* _EXERCÍCIOS PROPOSTOS_:
- 1) Resuma o texto de leitura em duas frases.
- 2) Segundo o texto de leitura, em que obra Platão conotou a diferença entre a poesia, a história e a filosofia?
- 3) Reescreva o trecho do texto de leitura que começa com "A convite do" e termina com "precisa ser dito.", substituindo "filosofia" por "metafísica".

* _TEXTO DE LEITURA_:

++++++

A convite do meu amigo Marcos Fábio, escrevi esse texto para o site de ideias Pensar/SA. Segue abaixo o link do post
http://www.pensarsa.com.br/a-vida-na-tela-e-nas-paginas/
Quando Platão em O Fedro conotou
a diferença entre a poesia, a história e a filosofia estava demarcando uma
posição que seria legitimada séculos depois pelo que seria cognominado de mundo
ocidental quanto às funções da poesis,
da pesquisa e do filos.
Tal diferença consistia na
composição de que tanto a poesia quanto a filosofia versavam sobre o inefável,
o não-dito, enquanto a história só poderia narrar sobre o real acontecido. A
poesia e a filosofia passavam a se encarregar do hiato, do vazio, do silêncio,
ainda que pronunciado. O falar literário e o filosófico eram e são formas
inescapáveis de anunciar algo que não se sabe, mas que precisa ser dito.
Séculos depois de Platão mil
teoremas já foram escritos para descrever o sentido da poesia e da filosofia,
todos sem um ponto final. Há algo de mistério em elucidar o que se esconde por
detrás do cosmos, pletora relação de ligação com a existência humana. A arte, atrelada à poesia, ainda se sentiu
mais leve quando se colocou na condição de não ser exato, exatamente como amor
não cabendo em si.
Assim, poetas, literatos enfim,
esses filósofos da arte, da vida, cuja capacidade de descrever o que poderia
ser, tem ao longo dos tempos se enredado na difícil tarefa de escrever sobre a
vida logrando total êxito. Não se trata de questionar porque tantos
alfarrábios, tantas bibliotecas repletas de histórias sobre vidas imaginadas
com pintadas de encenações autobiográficas se avolumando sem que se chegue a uma
definição sobre o que seja existir, e sim, porque exatamente a não definição do
que venha a ser existir impulsiona a necessidade de tantos escritores tentarem
decifrá-la. O mistério talvez seja esse: a vida se apresenta da forma como a
concebemos, por isso cada um compõe seu enredo, sua trama, monta sua história.
Não satisfeitos apenas com a
capacidade imaginativa da literatura em papel os irmãos Lumiere resolveram dar
movimento as palavras criando um cinematografo, uma espécie de literatura com
imagens em movimento, depois resignificado e reelaborado por Chaplin
cognominado de cinema.

++++++

* _DADOS FORNECIDOS_:
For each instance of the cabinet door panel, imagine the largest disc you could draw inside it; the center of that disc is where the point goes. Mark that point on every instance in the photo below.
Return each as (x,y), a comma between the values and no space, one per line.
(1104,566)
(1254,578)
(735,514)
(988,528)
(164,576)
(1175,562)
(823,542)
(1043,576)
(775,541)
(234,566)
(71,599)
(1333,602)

++++++

* _RESPOSTAS DOS EXERCÍCIOS_:
- 1) Platão, em O Fedro, distinguiu a poesia e a filosofia, que versam sobre o inefável, da história, que só pode narrar o real acontecido. Escritores seguem tentando decifrar a vida porque falta uma definição do que seja existir, e os irmãos Lumière deram movimento às palavras com o cinematógrafo, depois reelaborado por Chaplin.

- 2) Em O Fedro.

- 3)
A convite do meu amigo Marcos Fábio, escrevi esse texto para o site de ideias Pensar/SA. Segue abaixo o link do post
http://www.pensarsa.com.br/a-vida-na-tela-e-nas-paginas/
Quando Platão em O Fedro conotou
a diferença entre a poesia, a história e a metafísica estava demarcando uma
posição que seria legitimada séculos depois pelo que seria cognominado de mundo
ocidental quanto às funções da poesis,
da pesquisa e do filos.
Tal diferença consistia na
composição de que tanto a poesia quanto a metafísica versavam sobre o inefável,
o não-dito, enquanto a história só poderia narrar sobre o real acontecido. A
poesia e a metafísica passavam a se encarregar do hiato, do vazio, do silêncio,
ainda que pronunciado. O falar literário e o filosófico eram e são formas
inescapáveis de anunciar algo que não se sabe, mas que precisa ser dito.